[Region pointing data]
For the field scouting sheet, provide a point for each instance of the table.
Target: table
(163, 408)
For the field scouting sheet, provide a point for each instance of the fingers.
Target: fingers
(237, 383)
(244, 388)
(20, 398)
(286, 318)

▶ _Required action_: Copy exactly the lines from the one containing "of the fingers." through the last line of the records, both included, and nothing else.

▶ _Output of the task_:
For the field scouting sheet, provide a point for each instance of the fingers.
Target: fingers
(237, 383)
(244, 388)
(20, 398)
(286, 318)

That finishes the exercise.